### Bagian Teks:
======

Subscribe Us

26 Tahun Mandailing Natal, Gitu-gitu Aja


Ditulis oleh: Larasati Kirana Rangkuti (Mahasiswa)

Matamadina99 - Dua puluh enam tahun bukanlah waktu yang singkat. Dalam rentang seperempat abad lebih, sebuah daerah seharusnya sudah mampu menunjukkan kemajuan yang signifikan, setidaknya dalam beberapa aspek kehidupan.

Namun, sayangnya, Mandailing Natal atau yang akrab disapa Madina, seolah terperangkap dalam lingkaran stagnansi yang tak berujung. Sejak resmi berdiri sebagai kabupaten mandiri pada 9 Maret 1999, Madina seperti berjalan di tempat, bahkan kadang terasa mundur.

======

### Daftar Catatan:
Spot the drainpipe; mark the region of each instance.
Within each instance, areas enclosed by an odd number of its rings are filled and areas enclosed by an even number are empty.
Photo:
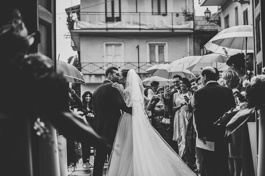
[[[188,40],[187,41],[187,53],[188,54],[188,56],[190,56],[190,35],[188,35]]]

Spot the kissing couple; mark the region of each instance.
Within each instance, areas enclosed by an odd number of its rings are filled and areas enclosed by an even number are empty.
[[[107,154],[108,176],[195,175],[150,124],[144,88],[135,71],[119,73],[111,67],[105,76],[93,95],[96,130],[113,147],[96,149],[93,176],[102,176]],[[126,113],[122,115],[120,110]]]

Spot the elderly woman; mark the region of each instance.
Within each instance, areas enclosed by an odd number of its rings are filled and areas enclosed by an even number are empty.
[[[237,98],[243,98],[237,89],[239,82],[237,73],[233,70],[226,71],[222,74],[222,78],[226,80],[226,85],[232,89],[236,103]],[[229,143],[228,164],[230,176],[240,175],[243,158],[243,127],[241,126],[231,134],[232,142]]]
[[[228,70],[235,71],[239,78],[239,83],[236,88],[241,92],[242,91],[243,82],[249,77],[245,75],[245,55],[243,53],[238,53],[231,56],[226,61]]]
[[[85,91],[82,95],[82,107],[77,109],[78,111],[83,113],[82,115],[85,118],[87,122],[92,127],[94,127],[94,107],[93,104],[93,94],[90,91]],[[93,167],[89,163],[90,158],[91,144],[89,140],[81,143],[82,148],[82,158],[83,167],[89,169]]]
[[[185,148],[186,131],[189,120],[192,113],[188,111],[186,97],[189,97],[191,93],[188,91],[191,87],[188,79],[183,78],[180,82],[180,91],[174,94],[173,100],[173,110],[176,112],[174,118],[173,140],[178,141],[179,155],[182,157]]]
[[[165,105],[164,96],[164,87],[159,87],[156,94],[153,95],[147,105],[147,109],[152,113],[152,125],[168,143],[170,143],[169,125],[162,123],[161,121],[164,117],[169,118],[168,106]]]

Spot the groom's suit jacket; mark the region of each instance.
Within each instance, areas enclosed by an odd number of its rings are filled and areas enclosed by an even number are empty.
[[[111,145],[121,115],[120,110],[131,114],[132,111],[132,108],[126,106],[120,92],[112,84],[110,81],[104,81],[93,94],[96,131]]]
[[[223,141],[224,127],[214,126],[213,123],[235,106],[232,89],[210,82],[196,91],[193,98],[198,138],[206,136],[208,141]]]

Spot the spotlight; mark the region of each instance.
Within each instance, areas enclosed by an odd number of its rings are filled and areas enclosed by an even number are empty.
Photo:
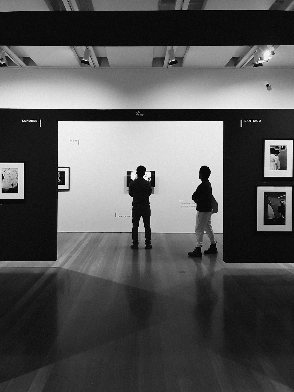
[[[169,65],[172,65],[174,64],[178,64],[178,62],[176,60],[176,56],[174,54],[173,48],[172,47],[171,49],[170,49],[168,52],[169,56]]]
[[[0,54],[0,67],[8,67],[6,59],[5,57],[5,52],[2,49],[1,54]]]
[[[84,52],[84,56],[83,57],[83,60],[81,60],[81,62],[82,64],[87,64],[87,65],[90,65],[89,58],[90,58],[90,50],[86,46]]]
[[[262,63],[255,63],[253,65],[253,68],[255,68],[256,67],[262,67]]]

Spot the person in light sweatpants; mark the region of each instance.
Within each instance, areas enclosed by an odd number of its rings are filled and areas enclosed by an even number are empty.
[[[211,214],[212,212],[212,190],[211,184],[209,181],[211,173],[207,166],[201,166],[199,170],[199,178],[201,183],[192,195],[192,200],[197,203],[196,223],[195,232],[197,241],[196,247],[193,252],[188,252],[188,256],[194,257],[201,257],[201,248],[202,247],[203,236],[205,231],[210,240],[211,245],[205,254],[217,253],[216,241],[211,226]]]

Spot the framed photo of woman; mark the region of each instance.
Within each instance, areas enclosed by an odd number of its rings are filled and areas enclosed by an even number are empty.
[[[257,231],[292,231],[292,186],[257,187]]]
[[[263,139],[264,180],[293,180],[293,139]]]

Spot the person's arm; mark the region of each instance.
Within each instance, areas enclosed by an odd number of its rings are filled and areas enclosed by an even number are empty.
[[[152,193],[152,187],[151,186],[151,184],[150,183],[150,182],[149,182],[148,183],[148,193],[149,194],[149,196],[150,196],[150,195]]]
[[[130,183],[130,185],[129,185],[129,194],[130,196],[131,197],[133,197],[133,190],[132,189],[132,181],[131,181]]]
[[[192,195],[192,200],[194,200],[194,201],[195,203],[197,203],[197,201],[198,201],[199,197],[200,196],[200,194],[201,193],[201,188],[200,189],[199,189],[199,187],[201,185],[201,184],[200,184],[200,185],[199,185],[198,186],[198,187],[197,187],[197,189],[196,189],[195,191]]]

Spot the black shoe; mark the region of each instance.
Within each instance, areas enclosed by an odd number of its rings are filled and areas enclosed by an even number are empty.
[[[204,250],[203,252],[205,254],[211,254],[212,253],[217,253],[218,250],[216,249],[216,243],[215,244],[211,244],[210,246],[207,250]]]
[[[194,257],[202,257],[202,254],[201,253],[201,247],[196,247],[193,252],[188,252],[188,256],[193,256]]]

======

### Tugas Wajib A:
Jawab pertanyaan berikut dari tulisan tentang Mandailing Natal:
(i) Apa status penulis tulisan itu?
(ii) Apa sebutan akrab untuk Mandailing Natal?
(iii) Kapan Mandailing Natal resmi berdiri sebagai kabupaten mandiri?
### Tugas Wajib B:
Tuliskan setiap frasa dalam tulisan tentang Mandailing Natal yang menyebut lamanya waktu dalam hitungan tahun atau abad, termasuk yang ada di judul.
Catatan di atas tidak dipakai sama sekali di sini.

### Jawaban Latihan A:
(i) Mahasiswa
(ii) Madina
(iii) 9 Maret 1999

### Jawaban Latihan B:
- 26 Tahun
- Dua puluh enam tahun
- seperempat abad lebih